Aufgabenstellung → Tausche in allen folgenden Datensätzen „pin“ gegen „dot“ aus und gib die Zeilen ansonsten unverändert wieder. Lass die Bilder in der Antwort weg.

Zeilen des Datensatzes →

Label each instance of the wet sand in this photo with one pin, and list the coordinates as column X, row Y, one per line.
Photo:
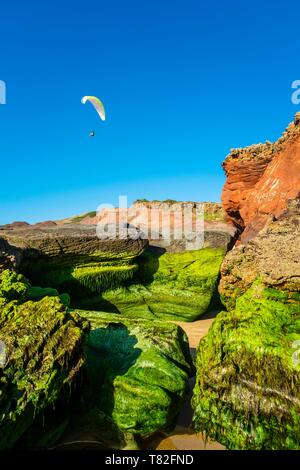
column 183, row 437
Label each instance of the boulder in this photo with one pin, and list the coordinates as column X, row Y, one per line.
column 247, row 393
column 41, row 356
column 137, row 379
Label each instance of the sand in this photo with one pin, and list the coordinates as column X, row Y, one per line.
column 183, row 437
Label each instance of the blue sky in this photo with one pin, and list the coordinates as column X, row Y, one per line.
column 182, row 81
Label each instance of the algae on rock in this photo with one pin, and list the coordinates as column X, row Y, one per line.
column 43, row 353
column 166, row 286
column 247, row 393
column 137, row 373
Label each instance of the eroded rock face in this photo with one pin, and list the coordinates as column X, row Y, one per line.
column 272, row 256
column 52, row 241
column 261, row 180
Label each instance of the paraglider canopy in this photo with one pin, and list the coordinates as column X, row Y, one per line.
column 98, row 105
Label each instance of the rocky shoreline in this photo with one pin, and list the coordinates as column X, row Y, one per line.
column 87, row 325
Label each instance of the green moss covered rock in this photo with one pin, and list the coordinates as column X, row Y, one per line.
column 41, row 355
column 247, row 393
column 137, row 377
column 168, row 286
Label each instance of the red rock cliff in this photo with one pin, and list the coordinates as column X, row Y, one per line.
column 261, row 179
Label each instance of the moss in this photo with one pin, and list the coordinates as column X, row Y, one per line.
column 84, row 275
column 43, row 354
column 169, row 286
column 137, row 375
column 13, row 286
column 247, row 393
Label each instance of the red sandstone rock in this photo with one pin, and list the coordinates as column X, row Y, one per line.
column 261, row 179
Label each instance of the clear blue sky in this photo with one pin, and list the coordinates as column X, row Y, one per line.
column 183, row 81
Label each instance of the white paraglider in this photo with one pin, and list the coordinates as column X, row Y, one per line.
column 97, row 104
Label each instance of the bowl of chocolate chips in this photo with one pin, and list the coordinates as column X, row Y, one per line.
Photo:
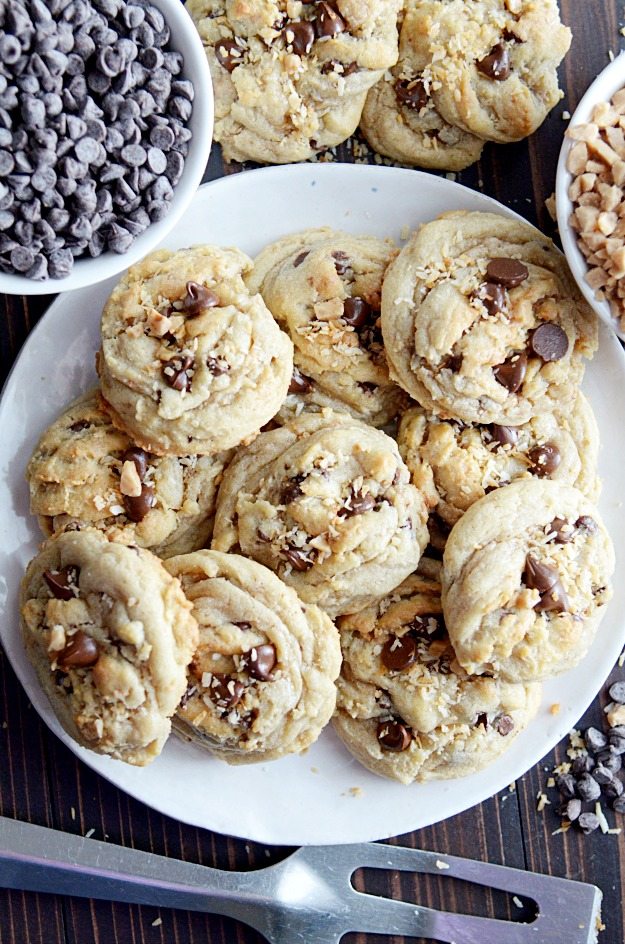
column 106, row 120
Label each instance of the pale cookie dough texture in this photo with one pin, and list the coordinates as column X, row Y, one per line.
column 85, row 472
column 492, row 63
column 526, row 581
column 482, row 321
column 261, row 682
column 406, row 709
column 400, row 118
column 325, row 502
column 290, row 78
column 191, row 363
column 454, row 465
column 110, row 634
column 324, row 289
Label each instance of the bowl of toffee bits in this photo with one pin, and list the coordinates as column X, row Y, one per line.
column 106, row 119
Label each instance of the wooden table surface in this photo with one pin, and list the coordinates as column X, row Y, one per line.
column 42, row 782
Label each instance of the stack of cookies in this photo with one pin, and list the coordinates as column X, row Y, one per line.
column 429, row 81
column 418, row 580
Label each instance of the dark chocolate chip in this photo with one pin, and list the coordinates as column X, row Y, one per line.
column 496, row 65
column 506, row 272
column 511, row 373
column 394, row 735
column 80, row 652
column 63, row 583
column 399, row 652
column 549, row 342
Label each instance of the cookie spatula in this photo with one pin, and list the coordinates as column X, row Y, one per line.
column 307, row 898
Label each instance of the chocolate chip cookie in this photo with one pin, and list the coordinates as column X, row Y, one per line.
column 326, row 503
column 290, row 77
column 261, row 682
column 515, row 328
column 405, row 708
column 85, row 472
column 526, row 580
column 455, row 465
column 110, row 634
column 191, row 363
column 323, row 287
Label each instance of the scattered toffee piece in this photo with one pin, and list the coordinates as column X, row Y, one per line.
column 496, row 65
column 411, row 93
column 511, row 373
column 394, row 735
column 229, row 54
column 225, row 691
column 198, row 298
column 63, row 583
column 549, row 342
column 175, row 372
column 300, row 383
column 399, row 652
column 545, row 459
column 492, row 296
column 506, row 272
column 80, row 652
column 503, row 724
column 259, row 662
column 137, row 507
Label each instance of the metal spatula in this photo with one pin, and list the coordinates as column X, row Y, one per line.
column 306, row 899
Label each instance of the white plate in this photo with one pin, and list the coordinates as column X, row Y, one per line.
column 297, row 800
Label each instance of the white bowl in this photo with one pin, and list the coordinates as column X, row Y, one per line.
column 609, row 81
column 87, row 271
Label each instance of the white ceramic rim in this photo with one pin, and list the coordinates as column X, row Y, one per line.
column 609, row 81
column 87, row 271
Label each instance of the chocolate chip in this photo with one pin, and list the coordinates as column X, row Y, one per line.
column 225, row 691
column 492, row 296
column 399, row 652
column 411, row 93
column 259, row 662
column 176, row 373
column 544, row 459
column 506, row 272
column 229, row 54
column 198, row 298
column 300, row 383
column 356, row 312
column 394, row 735
column 140, row 459
column 80, row 652
column 300, row 36
column 496, row 65
column 328, row 21
column 549, row 342
column 503, row 724
column 137, row 507
column 504, row 435
column 511, row 373
column 64, row 582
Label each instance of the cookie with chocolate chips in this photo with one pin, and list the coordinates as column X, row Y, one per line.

Lösung →
Label each instance of the wet sand in this photo with one dot, and list the coordinates as column X, row Y, one per line.
Photo:
column 183, row 437
Label each instance of the boulder in this photo with one dot, and list the coordinates as column X, row Y, one per line.
column 247, row 393
column 41, row 356
column 137, row 379
Label each instance of the sand in this photo with one dot, and list the coordinates as column X, row Y, one per line.
column 183, row 437
Label each instance of the blue sky in this photo with one dot, and list the coordinates as column X, row Y, one per line.
column 182, row 81
Label each instance of the algae on rock in this photo with one dot, and list the coordinates as column X, row Y, one per line.
column 43, row 353
column 166, row 286
column 247, row 393
column 137, row 373
Label each instance of the eroded rock face in this photo with one dot, and list the coordinates as column X, row Y, one per line.
column 272, row 256
column 52, row 241
column 261, row 180
Label each instance of the paraglider canopy in this photo with one dot, and list the coordinates as column X, row Y, one per line.
column 98, row 105
Label each instance of the rocky shoreline in this photo with one dot, and list the coordinates as column X, row Y, one per line.
column 87, row 325
Label each instance of the green moss covered rock in this photo with one dot, and list the coordinates as column X, row Y, one per line.
column 41, row 355
column 247, row 393
column 137, row 377
column 168, row 286
Label each instance of the red rock cliff in this photo with one dot, and list the coordinates as column X, row Y, one per line.
column 261, row 179
Label each instance of the moss in this photo with one dot, and list the coordinates as column X, row Y, one per line.
column 84, row 275
column 43, row 354
column 169, row 286
column 137, row 375
column 13, row 286
column 247, row 393
Label each instance of the red sandstone rock in this photo with one dot, and list the coordinates as column X, row Y, one per line.
column 261, row 179
Label each instance of the clear blue sky in this photo with one dot, and list the coordinates as column X, row Y, one per line.
column 183, row 81
Label each instance of the white paraglider in this photo with one dot, and list the coordinates as column X, row Y, one per line.
column 97, row 104
Label each instance of the bowl of chocolate chips in this photo with one dot, and list the coordinates as column X, row Y, one per line.
Photo:
column 106, row 120
Label each instance of the pale cookie dough texture in this photo with one dot, and list the coordinates as column X, row Y, one per line.
column 85, row 472
column 492, row 63
column 526, row 581
column 482, row 321
column 261, row 682
column 406, row 709
column 400, row 118
column 325, row 502
column 290, row 78
column 191, row 363
column 454, row 465
column 110, row 634
column 324, row 289
Label each instance of the bowl of toffee bits in this photo with one dot, and list the coordinates as column X, row Y, one per line.
column 106, row 119
Label each instance of the wooden table surface in this photo with one dot, and list the coordinates as column X, row Y, one per line.
column 42, row 782
Label each instance of the stack of cookies in this photo with one dot, and list the coordinates as column X, row Y, one per line.
column 429, row 81
column 418, row 580
Label each instance of the dark chocolate chip in this photo with one dot, and list the coordinates as column X, row Y, one per line.
column 496, row 65
column 506, row 272
column 511, row 373
column 394, row 735
column 80, row 652
column 63, row 583
column 399, row 652
column 549, row 342
Label each instance of the cookie spatula in this photo with one dot, and list the coordinates as column X, row Y, one per line.
column 307, row 898
Label each instance of the chocolate chip cookie in this photo with one dot, and list the coordinates as column X, row Y, one per line.
column 326, row 503
column 290, row 77
column 261, row 682
column 515, row 328
column 405, row 708
column 85, row 472
column 526, row 580
column 455, row 465
column 110, row 634
column 191, row 363
column 323, row 287
Label each instance of the scattered toffee piece in this photo with one dot, and list the coordinates as column X, row Y, one per line.
column 496, row 65
column 411, row 93
column 511, row 373
column 394, row 735
column 229, row 54
column 225, row 691
column 198, row 298
column 63, row 583
column 549, row 342
column 175, row 372
column 300, row 383
column 399, row 652
column 545, row 459
column 492, row 296
column 506, row 272
column 80, row 652
column 503, row 724
column 259, row 662
column 137, row 507
Label each instance of the metal spatula in this photo with one dot, and list the coordinates as column X, row Y, one per line.
column 306, row 899
Label each instance of the white plate in this photo with one dot, and list the coordinates as column X, row Y, one per line.
column 297, row 800
Label each instance of the white bowl in this photo with one dot, and list the coordinates as column X, row Y, one per line.
column 609, row 81
column 87, row 271
Label each instance of the white ceramic rim in this photo with one dot, and list the coordinates as column X, row Y, one per line.
column 609, row 81
column 87, row 271
Label each instance of the chocolate chip in this photo with one dot, and list the coordinates as column X, row Y, one per line.
column 225, row 691
column 492, row 296
column 399, row 652
column 411, row 93
column 259, row 662
column 176, row 373
column 544, row 459
column 506, row 272
column 229, row 54
column 198, row 298
column 300, row 383
column 356, row 312
column 394, row 735
column 140, row 459
column 80, row 652
column 300, row 36
column 496, row 65
column 328, row 21
column 549, row 342
column 503, row 724
column 137, row 507
column 504, row 435
column 511, row 373
column 64, row 582
Label each instance of the cookie with chocolate chips in this photo with one dot, and list the coordinates as column X, row Y, one per line.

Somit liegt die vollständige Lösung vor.